Text extract —
# # # # # # #

COURT OF APPEALS OF VIRGINIA UNPUBLISHED
Present: Judges Athey, Ortiz and Lorish
ROSS LOVE HOWARD HASH MEMORANDUM OPINION* v. Record No. 0287-22-1 PER CURIAM OCTOBER 4, 2022 COMMONWEALTH OF VIRGINIA
FROM THE CIRCUIT COURT OF THE CITY OF VIRGINIA BEACH Stephen C. Mahan, Judge
(John O. Venner, on brief), for appellant.
(Jason S. Miyares, Attorney General; David A. Mick, Assistant Attorney General, on brief), for appellee.
Ross Love Howard Hash appeals his sentence following his guilty pleas to possession of
a Schedule I or II drug and various driving offenses. Hash argues that the sentencing court
abused its discretion by not reducing the sentencing guidelines range for acceptance of
responsibility and by sentencing him above the guidelines range.1 After examining the briefs and
record in this case, the panel unanimously holds that oral argument is unnecessary because “the
dispositive” issue in this appeal has been “authoritatively decided, and the appellant has not argued
that the case law should be overturned, extended, modified, or reversed.” Code § 17.1-403(ii)(b);
Rule 5A:27(b). Consequently, we affirm the trial court’s judgment.

# # # # # # #

[Position identification records]
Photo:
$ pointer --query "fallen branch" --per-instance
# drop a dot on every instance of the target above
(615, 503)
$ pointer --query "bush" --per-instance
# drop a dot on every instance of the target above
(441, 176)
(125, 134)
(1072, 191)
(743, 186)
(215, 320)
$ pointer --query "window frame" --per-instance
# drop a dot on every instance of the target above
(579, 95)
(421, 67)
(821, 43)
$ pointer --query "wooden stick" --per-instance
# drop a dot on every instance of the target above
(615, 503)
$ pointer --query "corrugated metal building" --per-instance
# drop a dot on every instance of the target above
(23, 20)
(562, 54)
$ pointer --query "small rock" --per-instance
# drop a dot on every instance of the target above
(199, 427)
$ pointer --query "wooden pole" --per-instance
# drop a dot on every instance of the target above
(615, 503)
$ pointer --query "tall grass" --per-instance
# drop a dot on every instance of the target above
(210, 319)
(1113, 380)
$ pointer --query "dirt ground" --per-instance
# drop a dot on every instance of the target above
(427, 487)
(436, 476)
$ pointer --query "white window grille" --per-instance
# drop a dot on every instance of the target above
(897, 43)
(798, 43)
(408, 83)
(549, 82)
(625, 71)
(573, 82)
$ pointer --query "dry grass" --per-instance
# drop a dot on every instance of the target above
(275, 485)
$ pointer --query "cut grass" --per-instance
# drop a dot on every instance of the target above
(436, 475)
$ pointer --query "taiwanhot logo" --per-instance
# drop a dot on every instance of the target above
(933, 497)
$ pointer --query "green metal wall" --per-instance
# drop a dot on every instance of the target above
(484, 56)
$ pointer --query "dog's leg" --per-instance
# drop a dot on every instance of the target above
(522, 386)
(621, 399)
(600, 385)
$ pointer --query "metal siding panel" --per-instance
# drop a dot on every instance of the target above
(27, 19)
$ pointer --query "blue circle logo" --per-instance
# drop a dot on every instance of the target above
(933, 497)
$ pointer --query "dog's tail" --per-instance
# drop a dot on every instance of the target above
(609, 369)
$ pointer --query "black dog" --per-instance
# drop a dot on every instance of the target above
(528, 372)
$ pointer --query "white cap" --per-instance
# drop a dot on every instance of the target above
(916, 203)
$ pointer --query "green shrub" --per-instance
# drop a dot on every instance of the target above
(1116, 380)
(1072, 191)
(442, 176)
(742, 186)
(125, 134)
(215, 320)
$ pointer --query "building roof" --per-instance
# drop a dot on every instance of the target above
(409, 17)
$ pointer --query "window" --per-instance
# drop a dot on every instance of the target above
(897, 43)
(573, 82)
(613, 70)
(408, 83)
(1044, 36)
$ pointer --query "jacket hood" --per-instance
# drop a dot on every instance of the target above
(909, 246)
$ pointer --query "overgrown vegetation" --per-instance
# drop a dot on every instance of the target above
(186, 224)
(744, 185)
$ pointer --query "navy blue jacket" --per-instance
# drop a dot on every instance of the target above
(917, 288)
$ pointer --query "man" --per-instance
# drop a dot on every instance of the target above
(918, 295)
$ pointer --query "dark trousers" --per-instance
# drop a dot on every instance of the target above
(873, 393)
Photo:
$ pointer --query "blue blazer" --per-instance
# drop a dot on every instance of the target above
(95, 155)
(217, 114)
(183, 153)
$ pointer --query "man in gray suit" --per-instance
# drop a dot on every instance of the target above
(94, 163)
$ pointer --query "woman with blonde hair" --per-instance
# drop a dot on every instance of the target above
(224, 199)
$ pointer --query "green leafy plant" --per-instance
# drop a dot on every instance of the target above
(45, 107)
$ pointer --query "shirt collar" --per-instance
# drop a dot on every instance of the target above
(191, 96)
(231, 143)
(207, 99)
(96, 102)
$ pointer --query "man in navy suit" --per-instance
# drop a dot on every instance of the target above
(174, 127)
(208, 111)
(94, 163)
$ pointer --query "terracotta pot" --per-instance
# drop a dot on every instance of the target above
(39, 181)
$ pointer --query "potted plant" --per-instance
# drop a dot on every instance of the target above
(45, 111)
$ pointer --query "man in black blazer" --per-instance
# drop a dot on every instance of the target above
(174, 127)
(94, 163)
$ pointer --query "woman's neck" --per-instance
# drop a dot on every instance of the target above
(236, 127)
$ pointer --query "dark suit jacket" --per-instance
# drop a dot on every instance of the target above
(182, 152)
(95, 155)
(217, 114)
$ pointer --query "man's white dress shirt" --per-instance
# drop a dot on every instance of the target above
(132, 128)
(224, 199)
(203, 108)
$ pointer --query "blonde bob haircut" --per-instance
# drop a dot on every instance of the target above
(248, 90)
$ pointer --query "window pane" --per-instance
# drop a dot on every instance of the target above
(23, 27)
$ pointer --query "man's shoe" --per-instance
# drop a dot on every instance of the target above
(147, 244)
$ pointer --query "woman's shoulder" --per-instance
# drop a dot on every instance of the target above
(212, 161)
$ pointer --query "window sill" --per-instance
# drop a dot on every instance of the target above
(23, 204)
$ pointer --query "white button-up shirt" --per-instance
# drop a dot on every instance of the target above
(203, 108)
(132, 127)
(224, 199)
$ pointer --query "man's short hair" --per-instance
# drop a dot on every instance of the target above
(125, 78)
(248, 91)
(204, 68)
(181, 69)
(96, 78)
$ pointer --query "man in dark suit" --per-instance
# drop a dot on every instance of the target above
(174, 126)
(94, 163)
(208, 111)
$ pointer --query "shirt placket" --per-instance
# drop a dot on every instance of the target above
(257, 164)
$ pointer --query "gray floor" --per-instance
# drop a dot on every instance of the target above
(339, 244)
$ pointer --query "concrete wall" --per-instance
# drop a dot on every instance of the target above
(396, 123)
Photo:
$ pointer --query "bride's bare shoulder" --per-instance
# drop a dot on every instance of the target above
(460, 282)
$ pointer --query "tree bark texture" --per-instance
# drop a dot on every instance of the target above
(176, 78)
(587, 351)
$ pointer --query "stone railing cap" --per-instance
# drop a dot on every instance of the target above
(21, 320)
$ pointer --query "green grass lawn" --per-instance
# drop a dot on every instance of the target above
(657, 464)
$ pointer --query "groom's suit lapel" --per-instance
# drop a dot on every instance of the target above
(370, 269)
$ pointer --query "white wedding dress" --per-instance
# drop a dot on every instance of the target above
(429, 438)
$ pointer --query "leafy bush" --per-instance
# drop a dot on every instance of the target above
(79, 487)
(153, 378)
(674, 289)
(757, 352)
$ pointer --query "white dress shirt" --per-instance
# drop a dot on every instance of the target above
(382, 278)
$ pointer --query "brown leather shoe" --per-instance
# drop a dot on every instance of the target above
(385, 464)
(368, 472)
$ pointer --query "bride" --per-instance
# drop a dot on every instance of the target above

# # # # # # #

Required work — Please extend the Virginia appeals court opinion on Hash's sentencing appeal, picking up after its final sentence.

Written answer —
* Pursuant to Code § 17.1-413, this opinion is not designated for publication. 1 Hash, pro se, filed a document stating that he has additional issues to raise in his case. Because Hash does not specify what those issues are, we cannot consider them. Moreover, because Hash is represented by counsel and has not filed a motion to proceed pro se, his supplemental filing is not properly before the Court. See Hammer v. Commonwealth, 74 Va. App. 225, 241-42 (2022). I. BACKGROUND2
Hash pleaded guilty to possession of a Schedule I or II drug, driving under the influence
of drugs, hit and run causing a personal injury, driving on a suspended license, third or
subsequent offense, driving on the wrong side of the road, and failure to maintain lane.
According to the stipulation of facts accompanying his guilty pleas, had the case gone to trial the
Commonwealth would have proved that Hash was driving in Virginia Beach when he left the
roadway on the right side and struck Phillip Ross, who was walking on the sidewalk. Ross
“slid[] up onto the hood, crack[ed] the windshield, and f[e]ll off the vehicle.” He suffered “deep
lacerations to his back and leg, a contusion on his head, and possible head injury.”
After striking Ross, Hash “continued across both northbound lanes, struck the center
median curb, crossed the grassy median, and entered the southbound lanes while traveling
northbound.” Hash “abandoned the running vehicle with the driver’s door open” approximately
three tenths of a mile from where he struck Ross and walked north away from the crime scene.
Law enforcement encountered Hash 400 feet from his car; Hash “was unsteady on his feet, . . .
smelled heavily of alcohol,” and was yelling nonsensically.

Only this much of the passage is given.